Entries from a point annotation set

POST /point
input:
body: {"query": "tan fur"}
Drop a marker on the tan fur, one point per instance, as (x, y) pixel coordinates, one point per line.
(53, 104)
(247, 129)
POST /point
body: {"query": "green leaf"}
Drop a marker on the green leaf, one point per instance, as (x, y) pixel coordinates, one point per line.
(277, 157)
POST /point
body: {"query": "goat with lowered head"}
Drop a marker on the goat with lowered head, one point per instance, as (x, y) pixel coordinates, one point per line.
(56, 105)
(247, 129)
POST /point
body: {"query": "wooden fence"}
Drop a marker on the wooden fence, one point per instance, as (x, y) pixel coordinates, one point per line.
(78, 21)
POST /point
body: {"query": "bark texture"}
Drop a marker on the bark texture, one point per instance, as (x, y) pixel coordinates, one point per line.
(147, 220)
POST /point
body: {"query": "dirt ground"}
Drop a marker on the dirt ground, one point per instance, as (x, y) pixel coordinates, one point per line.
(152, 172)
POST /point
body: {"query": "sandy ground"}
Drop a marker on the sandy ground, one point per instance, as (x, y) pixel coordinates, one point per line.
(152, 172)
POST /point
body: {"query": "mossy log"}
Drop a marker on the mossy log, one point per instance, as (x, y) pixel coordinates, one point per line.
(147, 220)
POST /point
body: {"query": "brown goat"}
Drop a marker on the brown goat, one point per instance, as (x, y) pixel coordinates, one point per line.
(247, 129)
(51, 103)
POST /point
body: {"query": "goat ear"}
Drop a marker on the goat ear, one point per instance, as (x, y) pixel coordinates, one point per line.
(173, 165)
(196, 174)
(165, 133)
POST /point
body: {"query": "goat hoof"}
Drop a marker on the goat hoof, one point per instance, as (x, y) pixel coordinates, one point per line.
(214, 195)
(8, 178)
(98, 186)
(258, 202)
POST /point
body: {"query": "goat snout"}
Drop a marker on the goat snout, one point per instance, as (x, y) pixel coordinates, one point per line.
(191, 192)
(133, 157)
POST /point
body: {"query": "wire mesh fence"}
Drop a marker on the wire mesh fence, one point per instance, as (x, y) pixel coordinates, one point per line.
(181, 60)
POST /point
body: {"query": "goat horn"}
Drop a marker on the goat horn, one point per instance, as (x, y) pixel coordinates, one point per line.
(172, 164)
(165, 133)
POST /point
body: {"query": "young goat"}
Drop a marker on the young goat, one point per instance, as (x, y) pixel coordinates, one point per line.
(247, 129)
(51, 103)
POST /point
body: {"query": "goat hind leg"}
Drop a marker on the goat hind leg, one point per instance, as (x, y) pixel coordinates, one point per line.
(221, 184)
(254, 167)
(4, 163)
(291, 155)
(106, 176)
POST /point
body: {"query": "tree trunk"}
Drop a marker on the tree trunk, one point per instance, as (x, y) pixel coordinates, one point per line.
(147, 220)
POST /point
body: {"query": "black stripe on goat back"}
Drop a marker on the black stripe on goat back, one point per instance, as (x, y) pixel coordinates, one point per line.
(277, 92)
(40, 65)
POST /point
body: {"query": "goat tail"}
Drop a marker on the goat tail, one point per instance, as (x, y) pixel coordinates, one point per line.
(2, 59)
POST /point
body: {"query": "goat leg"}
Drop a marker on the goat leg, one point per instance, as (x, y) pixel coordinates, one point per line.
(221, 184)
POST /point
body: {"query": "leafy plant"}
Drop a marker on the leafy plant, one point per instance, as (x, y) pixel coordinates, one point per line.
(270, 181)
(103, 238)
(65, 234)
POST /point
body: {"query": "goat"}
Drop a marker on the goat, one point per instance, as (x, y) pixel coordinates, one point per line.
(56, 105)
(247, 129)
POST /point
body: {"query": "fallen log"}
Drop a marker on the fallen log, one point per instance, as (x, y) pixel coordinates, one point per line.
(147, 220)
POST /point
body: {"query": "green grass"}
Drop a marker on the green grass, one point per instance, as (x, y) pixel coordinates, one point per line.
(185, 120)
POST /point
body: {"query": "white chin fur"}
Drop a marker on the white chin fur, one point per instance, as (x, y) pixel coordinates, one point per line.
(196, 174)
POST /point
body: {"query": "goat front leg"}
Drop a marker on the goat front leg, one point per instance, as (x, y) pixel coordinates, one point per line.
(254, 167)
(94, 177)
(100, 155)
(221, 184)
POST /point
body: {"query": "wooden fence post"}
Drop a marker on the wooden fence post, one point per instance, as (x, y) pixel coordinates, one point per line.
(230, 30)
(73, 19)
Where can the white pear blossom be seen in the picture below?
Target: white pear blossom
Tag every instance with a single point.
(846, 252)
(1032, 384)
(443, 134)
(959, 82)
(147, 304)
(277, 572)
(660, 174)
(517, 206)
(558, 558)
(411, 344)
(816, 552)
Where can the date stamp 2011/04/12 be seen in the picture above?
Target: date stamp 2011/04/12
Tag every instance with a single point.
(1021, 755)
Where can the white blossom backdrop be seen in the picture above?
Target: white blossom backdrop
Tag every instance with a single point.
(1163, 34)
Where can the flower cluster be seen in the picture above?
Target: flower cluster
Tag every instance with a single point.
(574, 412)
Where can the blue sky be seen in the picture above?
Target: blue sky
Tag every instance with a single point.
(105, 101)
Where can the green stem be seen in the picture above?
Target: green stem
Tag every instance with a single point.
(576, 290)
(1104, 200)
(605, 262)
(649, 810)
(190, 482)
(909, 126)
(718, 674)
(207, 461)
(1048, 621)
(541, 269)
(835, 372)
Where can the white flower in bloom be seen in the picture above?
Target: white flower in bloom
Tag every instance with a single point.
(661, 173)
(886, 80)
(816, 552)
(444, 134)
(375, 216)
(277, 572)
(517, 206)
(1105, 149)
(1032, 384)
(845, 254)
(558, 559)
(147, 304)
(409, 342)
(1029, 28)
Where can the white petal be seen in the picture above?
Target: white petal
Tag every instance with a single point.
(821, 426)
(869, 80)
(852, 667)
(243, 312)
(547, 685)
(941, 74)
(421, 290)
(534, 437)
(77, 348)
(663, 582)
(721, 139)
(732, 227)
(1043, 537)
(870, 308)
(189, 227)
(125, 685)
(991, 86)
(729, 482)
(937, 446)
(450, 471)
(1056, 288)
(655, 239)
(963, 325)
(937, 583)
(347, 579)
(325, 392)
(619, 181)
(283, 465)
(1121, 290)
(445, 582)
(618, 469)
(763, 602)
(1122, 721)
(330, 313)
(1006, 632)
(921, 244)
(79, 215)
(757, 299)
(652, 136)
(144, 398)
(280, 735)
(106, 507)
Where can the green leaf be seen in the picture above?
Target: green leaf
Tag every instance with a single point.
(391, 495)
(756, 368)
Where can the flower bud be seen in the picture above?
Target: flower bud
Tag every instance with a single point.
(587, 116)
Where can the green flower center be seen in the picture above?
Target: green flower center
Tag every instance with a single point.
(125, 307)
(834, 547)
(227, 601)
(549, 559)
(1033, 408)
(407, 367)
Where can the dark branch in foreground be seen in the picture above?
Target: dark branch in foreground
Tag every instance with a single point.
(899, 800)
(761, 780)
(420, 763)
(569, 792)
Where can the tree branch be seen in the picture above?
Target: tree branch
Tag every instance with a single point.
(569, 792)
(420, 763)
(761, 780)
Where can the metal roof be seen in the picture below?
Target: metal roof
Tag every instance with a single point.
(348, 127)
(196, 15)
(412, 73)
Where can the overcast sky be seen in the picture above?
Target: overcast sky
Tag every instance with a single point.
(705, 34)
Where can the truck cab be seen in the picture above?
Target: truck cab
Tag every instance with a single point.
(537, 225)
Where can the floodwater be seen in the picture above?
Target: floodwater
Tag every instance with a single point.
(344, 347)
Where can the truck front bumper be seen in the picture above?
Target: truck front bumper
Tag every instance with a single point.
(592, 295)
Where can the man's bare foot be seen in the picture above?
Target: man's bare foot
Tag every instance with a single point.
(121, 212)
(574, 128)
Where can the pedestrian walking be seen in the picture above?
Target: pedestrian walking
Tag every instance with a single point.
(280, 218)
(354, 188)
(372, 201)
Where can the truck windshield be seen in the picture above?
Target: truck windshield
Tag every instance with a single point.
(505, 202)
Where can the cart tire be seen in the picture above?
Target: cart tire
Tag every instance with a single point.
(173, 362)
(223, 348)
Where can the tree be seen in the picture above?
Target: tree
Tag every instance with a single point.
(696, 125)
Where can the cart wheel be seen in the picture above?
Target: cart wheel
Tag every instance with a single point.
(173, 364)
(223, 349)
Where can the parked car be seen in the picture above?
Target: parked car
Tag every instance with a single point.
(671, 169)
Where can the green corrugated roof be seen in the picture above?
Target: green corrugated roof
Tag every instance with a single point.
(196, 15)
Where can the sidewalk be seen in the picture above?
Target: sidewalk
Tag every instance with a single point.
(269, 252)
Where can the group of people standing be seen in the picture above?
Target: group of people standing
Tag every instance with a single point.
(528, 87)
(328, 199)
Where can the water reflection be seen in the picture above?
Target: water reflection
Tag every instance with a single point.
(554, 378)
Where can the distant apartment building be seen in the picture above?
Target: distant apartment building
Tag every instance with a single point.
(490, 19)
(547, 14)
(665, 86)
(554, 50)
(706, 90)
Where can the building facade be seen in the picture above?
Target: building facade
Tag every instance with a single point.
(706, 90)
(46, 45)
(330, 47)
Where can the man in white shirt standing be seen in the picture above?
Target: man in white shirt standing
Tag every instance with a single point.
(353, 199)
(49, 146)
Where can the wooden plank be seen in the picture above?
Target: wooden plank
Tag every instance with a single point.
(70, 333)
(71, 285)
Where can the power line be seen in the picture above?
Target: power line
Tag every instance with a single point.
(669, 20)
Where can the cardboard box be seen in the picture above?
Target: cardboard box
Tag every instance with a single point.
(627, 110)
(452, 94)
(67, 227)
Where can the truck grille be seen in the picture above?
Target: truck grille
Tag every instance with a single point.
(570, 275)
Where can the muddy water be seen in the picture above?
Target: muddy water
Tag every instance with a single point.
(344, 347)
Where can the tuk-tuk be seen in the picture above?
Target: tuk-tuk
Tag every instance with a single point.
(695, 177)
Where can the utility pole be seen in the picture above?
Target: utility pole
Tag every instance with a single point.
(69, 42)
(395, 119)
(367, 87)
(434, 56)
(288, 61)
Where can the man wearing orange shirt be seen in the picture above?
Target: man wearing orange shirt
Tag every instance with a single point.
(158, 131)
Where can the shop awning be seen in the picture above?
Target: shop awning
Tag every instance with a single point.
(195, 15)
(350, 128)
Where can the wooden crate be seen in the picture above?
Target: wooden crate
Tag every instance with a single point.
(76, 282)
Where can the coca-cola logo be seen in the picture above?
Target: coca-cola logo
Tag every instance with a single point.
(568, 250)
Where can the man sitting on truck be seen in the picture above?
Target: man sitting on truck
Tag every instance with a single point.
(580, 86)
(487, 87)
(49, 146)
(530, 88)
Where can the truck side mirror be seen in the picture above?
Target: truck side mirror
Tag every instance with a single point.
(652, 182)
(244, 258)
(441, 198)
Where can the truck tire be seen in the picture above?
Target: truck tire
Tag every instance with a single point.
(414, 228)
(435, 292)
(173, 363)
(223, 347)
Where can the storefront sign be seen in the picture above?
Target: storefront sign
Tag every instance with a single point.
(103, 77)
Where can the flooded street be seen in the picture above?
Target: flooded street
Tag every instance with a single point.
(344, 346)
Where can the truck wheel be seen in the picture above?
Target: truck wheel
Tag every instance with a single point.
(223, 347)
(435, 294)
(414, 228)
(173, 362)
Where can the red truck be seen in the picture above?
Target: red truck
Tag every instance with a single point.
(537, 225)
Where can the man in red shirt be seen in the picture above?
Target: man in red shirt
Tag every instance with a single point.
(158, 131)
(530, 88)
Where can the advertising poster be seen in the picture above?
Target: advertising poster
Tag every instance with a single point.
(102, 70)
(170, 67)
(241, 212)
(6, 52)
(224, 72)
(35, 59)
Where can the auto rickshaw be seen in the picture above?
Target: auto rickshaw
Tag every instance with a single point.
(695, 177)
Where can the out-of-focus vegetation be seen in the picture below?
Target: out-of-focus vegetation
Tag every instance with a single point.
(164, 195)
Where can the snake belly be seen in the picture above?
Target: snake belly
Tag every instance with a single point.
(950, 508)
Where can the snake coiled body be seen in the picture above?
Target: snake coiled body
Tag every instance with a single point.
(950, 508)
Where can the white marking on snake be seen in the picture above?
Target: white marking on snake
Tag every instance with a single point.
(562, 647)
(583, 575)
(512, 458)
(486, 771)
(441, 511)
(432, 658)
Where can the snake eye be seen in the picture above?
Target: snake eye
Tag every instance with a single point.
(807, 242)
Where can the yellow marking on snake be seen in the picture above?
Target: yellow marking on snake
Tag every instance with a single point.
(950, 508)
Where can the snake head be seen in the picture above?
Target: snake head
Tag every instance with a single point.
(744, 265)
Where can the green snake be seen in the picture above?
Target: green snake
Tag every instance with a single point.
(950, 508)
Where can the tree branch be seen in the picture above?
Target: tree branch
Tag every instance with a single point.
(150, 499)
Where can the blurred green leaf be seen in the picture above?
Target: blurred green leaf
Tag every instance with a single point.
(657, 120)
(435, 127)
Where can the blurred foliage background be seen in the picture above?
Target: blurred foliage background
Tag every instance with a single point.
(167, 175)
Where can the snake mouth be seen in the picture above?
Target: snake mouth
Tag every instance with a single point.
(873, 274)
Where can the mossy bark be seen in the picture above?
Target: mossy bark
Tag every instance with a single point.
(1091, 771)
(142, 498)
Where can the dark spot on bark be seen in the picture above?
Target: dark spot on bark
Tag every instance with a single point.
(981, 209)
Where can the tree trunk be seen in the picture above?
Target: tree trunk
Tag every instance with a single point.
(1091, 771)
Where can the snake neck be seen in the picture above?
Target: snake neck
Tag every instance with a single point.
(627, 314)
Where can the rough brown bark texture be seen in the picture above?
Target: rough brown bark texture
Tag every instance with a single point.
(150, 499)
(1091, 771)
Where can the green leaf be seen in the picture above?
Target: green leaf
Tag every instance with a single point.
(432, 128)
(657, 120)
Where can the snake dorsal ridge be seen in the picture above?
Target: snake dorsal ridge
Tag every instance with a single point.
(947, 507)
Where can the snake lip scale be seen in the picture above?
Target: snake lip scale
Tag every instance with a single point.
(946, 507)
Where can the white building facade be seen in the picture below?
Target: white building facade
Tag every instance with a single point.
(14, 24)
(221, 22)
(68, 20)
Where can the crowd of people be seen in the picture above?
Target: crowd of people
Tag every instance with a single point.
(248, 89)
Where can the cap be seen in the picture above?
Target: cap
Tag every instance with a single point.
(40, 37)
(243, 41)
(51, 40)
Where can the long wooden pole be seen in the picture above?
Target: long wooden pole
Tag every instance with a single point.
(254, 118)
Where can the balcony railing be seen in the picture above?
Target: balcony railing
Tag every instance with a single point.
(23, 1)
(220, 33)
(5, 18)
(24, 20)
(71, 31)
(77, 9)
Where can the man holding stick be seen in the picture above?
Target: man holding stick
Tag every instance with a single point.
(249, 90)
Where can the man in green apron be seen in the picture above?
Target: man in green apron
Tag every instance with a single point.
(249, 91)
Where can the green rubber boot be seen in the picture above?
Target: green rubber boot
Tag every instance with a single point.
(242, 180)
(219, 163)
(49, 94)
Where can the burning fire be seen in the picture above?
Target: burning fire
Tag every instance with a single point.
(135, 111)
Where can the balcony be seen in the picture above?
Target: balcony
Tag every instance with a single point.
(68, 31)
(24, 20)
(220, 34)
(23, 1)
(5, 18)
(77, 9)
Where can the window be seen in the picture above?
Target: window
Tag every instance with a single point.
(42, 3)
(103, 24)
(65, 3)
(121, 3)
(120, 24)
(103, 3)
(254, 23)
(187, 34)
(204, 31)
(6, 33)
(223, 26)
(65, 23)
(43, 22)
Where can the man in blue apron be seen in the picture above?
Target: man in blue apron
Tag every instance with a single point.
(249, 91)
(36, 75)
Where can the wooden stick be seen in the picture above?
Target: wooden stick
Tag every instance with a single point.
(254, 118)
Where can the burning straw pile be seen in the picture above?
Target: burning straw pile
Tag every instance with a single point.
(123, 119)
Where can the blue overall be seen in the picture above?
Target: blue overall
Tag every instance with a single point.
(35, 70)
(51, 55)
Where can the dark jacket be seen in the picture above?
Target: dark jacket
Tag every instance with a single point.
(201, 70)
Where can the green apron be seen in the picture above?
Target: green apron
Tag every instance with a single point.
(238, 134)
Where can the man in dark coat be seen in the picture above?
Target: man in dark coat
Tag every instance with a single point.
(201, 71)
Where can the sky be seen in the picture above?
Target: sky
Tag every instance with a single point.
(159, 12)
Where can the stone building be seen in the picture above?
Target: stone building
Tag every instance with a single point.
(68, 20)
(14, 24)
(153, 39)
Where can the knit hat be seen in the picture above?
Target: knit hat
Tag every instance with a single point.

• [Task brief]:
Your task is to transcribe the line containing "Where can the man in blue" and every line after it, through the last line of the data, exactly as written and with nothing more.

• [Result of the exercise]:
Where can the man in blue apron be seen in the picture above?
Target: man in blue apron
Tag every instance with a single point.
(249, 91)
(36, 75)
Where can the wooden stick be seen in the picture above?
Target: wooden stick
Tag every instance with a single point.
(254, 118)
Where can the burning straw pile be seen in the picture above?
Target: burning straw pile
Tag every instance with a single point.
(123, 119)
Where can the blue overall be seen in the picture above?
Target: blue overall
Tag every instance with a single point.
(35, 70)
(51, 55)
Where can the dark jacket be seen in the picture above?
Target: dark jacket
Tag every instance with a single point.
(201, 70)
Where can the green apron be seen in the picture above?
Target: green apron
Tag every instance with a single point.
(238, 134)
Where can the man in dark coat be seen in the picture above?
Target: man in dark coat
Tag every instance with a single point.
(201, 71)
Where can the sky be seen in the picture above?
Target: sky
Tag every instance with a single point.
(159, 12)
Where can the stone building be seen in the picture above?
Target: stone building
Tag every instance with a single point.
(68, 20)
(14, 24)
(153, 39)
Where can the knit hat be seen in the picture above?
Target: knit hat
Tag every instance with a single point.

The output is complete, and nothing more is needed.